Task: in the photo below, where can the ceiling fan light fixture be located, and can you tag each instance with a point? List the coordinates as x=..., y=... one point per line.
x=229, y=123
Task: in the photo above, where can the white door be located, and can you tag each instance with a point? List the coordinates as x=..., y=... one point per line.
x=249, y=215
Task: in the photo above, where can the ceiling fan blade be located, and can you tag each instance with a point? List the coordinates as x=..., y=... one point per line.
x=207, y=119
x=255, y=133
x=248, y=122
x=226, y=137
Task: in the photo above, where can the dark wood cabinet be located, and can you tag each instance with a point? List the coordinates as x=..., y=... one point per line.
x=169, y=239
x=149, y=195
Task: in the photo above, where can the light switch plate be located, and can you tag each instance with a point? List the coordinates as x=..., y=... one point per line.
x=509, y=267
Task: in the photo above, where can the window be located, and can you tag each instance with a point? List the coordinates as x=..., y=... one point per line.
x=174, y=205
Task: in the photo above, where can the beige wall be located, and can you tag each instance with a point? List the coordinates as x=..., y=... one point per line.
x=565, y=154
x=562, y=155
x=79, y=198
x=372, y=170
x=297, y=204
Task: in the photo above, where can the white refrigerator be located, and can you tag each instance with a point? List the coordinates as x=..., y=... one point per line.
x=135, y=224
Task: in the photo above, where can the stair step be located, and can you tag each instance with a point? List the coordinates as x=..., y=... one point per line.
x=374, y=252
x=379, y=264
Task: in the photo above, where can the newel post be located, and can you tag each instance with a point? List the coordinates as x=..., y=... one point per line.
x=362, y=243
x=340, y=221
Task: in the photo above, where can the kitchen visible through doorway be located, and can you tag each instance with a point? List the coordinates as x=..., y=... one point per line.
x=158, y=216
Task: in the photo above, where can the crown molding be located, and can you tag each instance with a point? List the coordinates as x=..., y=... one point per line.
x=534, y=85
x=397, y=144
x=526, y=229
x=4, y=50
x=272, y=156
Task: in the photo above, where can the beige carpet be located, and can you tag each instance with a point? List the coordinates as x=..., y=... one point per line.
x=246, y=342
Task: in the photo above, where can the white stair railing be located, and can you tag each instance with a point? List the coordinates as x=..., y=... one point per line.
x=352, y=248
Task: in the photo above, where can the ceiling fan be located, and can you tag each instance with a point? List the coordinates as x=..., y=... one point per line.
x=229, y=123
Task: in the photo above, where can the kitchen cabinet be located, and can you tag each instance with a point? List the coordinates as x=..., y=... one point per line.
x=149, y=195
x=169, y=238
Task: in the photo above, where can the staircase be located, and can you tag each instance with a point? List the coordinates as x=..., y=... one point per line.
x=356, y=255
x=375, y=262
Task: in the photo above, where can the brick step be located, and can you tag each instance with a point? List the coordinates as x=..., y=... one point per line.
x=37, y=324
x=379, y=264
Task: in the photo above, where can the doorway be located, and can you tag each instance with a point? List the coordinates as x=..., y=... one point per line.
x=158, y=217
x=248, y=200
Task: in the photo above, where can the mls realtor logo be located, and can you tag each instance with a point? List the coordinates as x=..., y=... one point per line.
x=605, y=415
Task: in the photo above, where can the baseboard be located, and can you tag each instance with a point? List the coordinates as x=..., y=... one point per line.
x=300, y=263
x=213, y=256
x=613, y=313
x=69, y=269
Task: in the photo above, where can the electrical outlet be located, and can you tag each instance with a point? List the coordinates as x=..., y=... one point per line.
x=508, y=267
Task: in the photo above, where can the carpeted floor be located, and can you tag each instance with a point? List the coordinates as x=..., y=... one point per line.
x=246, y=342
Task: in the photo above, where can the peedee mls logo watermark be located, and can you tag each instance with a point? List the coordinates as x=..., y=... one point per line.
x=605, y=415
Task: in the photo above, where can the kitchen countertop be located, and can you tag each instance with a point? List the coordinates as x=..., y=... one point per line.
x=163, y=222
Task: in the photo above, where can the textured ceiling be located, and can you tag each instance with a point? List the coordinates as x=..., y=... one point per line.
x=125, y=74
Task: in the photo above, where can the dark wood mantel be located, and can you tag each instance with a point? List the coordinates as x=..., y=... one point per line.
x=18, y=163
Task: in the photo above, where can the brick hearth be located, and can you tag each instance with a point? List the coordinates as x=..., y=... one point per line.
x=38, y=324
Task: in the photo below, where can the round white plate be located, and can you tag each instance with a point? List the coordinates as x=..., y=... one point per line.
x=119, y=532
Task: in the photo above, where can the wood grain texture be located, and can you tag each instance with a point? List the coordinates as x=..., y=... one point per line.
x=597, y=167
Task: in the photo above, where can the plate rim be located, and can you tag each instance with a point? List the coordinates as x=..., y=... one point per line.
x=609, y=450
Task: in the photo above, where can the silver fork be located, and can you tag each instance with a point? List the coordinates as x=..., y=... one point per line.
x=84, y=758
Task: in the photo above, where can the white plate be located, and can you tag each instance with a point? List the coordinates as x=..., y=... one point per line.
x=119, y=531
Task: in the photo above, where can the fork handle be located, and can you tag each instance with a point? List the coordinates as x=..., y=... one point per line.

■ How to complete this task: All of the data, start to finish: please output it exactly.

■ Task solution:
Task: in the photo below, where can the ceiling fan light fixture be located, and can you tag each instance with a point? List the coordinates as x=..., y=... one point per line.
x=229, y=123
Task: in the photo above, where can the white door be located, and can you tag each instance with a point? List the coordinates as x=..., y=... one point per line.
x=249, y=215
Task: in the photo above, where can the ceiling fan blade be located, and can you tag each instance with a point? List the coordinates as x=..., y=... one point per line.
x=207, y=119
x=255, y=133
x=248, y=122
x=226, y=137
Task: in the photo above, where can the dark wood cabinet be located, and can you tag each instance with a point? List the coordinates as x=..., y=... one point per line.
x=169, y=239
x=149, y=195
Task: in the photo above, where can the light switch plate be located, and can you tag each instance with a point? List the coordinates as x=..., y=... one point per line.
x=509, y=267
Task: in the photo above, where can the window be located, and can you tag each instance with a point? List the coordinates as x=..., y=... one point per line.
x=174, y=205
Task: in the photo above, where can the beige wall be located, and can you tag each instance with a point? List the coordinates as x=..., y=... one point per line.
x=565, y=154
x=562, y=155
x=79, y=198
x=372, y=170
x=297, y=204
Task: in the photo above, where can the white refrigerator be located, and can you tag each instance with a point? List the coordinates as x=..., y=... one point per line.
x=135, y=224
Task: in the photo above, where can the stair step be located, and can you tag each instance with a point? List the coordinates as x=..., y=... one point per line.
x=374, y=252
x=379, y=264
Task: in the photo above, where can the newel post be located, and can you tag each instance with a point? List the coordinates as x=..., y=... one point per line.
x=362, y=243
x=340, y=221
Task: in the photo above, where can the kitchen visible through doorway be located, and can you tag each instance with a point? List the coordinates as x=..., y=... one point per line.
x=158, y=216
Task: in the photo above, where can the crown molding be located, and can you tag each instance with a point? List the coordinates as x=..., y=... one point per line.
x=534, y=85
x=397, y=144
x=526, y=229
x=4, y=50
x=272, y=156
Task: in the photo above, where can the beige carpet be located, and can you tag each instance with a point? List the coordinates as x=..., y=... one point per line.
x=246, y=342
Task: in the photo above, where can the white stair railing be located, and can you tag each instance with a point? List the coordinates as x=..., y=... one point per line.
x=352, y=248
Task: in the photo above, where can the ceiling fan be located, and can you tag each instance with a point? List the coordinates as x=..., y=... one point per line.
x=229, y=123
Task: in the photo above, where can the kitchen cabinet be located, and can you tag each instance with a point? List the coordinates as x=..., y=... one point per line.
x=149, y=195
x=169, y=238
Task: in the photo above, where can the staircase be located, and can you tag each instance with a point? List the coordinates as x=..., y=... one point per line.
x=356, y=255
x=375, y=262
Task: in the photo above, where can the brick step be located, and can you tag each instance with a point? List the coordinates as x=..., y=... one point per line.
x=37, y=324
x=379, y=264
Task: in the photo above, where can the doorway be located, and can you tag each instance with a point? List the coordinates as x=..., y=... one point per line.
x=158, y=217
x=248, y=200
Task: in the photo above, where can the mls realtor logo be located, and can you tag each instance with a point? List the coordinates as x=..., y=... one point per line.
x=605, y=415
Task: in the photo above, where can the baseboard be located, and can you tag each instance with a point? List the coordinates as x=..., y=... one point per line.
x=300, y=263
x=213, y=256
x=613, y=313
x=69, y=269
Task: in the photo above, where can the electrical outlet be located, and can you tag each instance with a point? List the coordinates as x=..., y=... one point per line.
x=508, y=267
Task: in the photo above, where can the carpeted floor be located, and can you tag each instance with a point? List the coordinates as x=..., y=... one point per line.
x=246, y=342
Task: in the photo above, where can the peedee mls logo watermark be located, and can you tag each instance with a point? List the coordinates as x=..., y=... one point per line.
x=605, y=415
Task: in the photo above, where can the kitchen countertop be located, and can you tag each instance with a point? List the coordinates as x=..., y=... one point per line.
x=163, y=222
Task: in the photo above, where can the textured ceiling be located, and can you tag each instance with a point? List the coordinates as x=..., y=... one point per line.
x=125, y=74
Task: in the photo above, where can the dark wood mantel be located, and can you tag each instance with a point? List the coordinates as x=..., y=... one point per line.
x=18, y=163
Task: in the photo above, where can the brick hearth be located, and can you tag each instance with a point? List the coordinates as x=..., y=... one point per line.
x=38, y=324
Task: in the photo below, where can the round white plate be located, and can you tag each instance with a point? List the coordinates as x=..., y=... one point per line.
x=119, y=532
Task: in the photo above, where can the wood grain texture be located, and can you tag each instance with a point? List the coordinates as x=..., y=... one point per line.
x=597, y=167
Task: in the photo above, where can the plate rim be located, and can you tag each instance with a point? List the coordinates as x=..., y=... one point per line.
x=609, y=450
Task: in the photo above, where can the silver fork be located, and can you tag each instance with a point? List the coordinates as x=..., y=... one point per line.
x=84, y=758
Task: in the photo above, where can the white plate be located, and can you tag each instance with a point? List the coordinates as x=..., y=... one point per line.
x=119, y=531
Task: in the photo above, where can the fork handle be located, and can you tag each instance with a point? List the coordinates as x=..., y=... one point per line.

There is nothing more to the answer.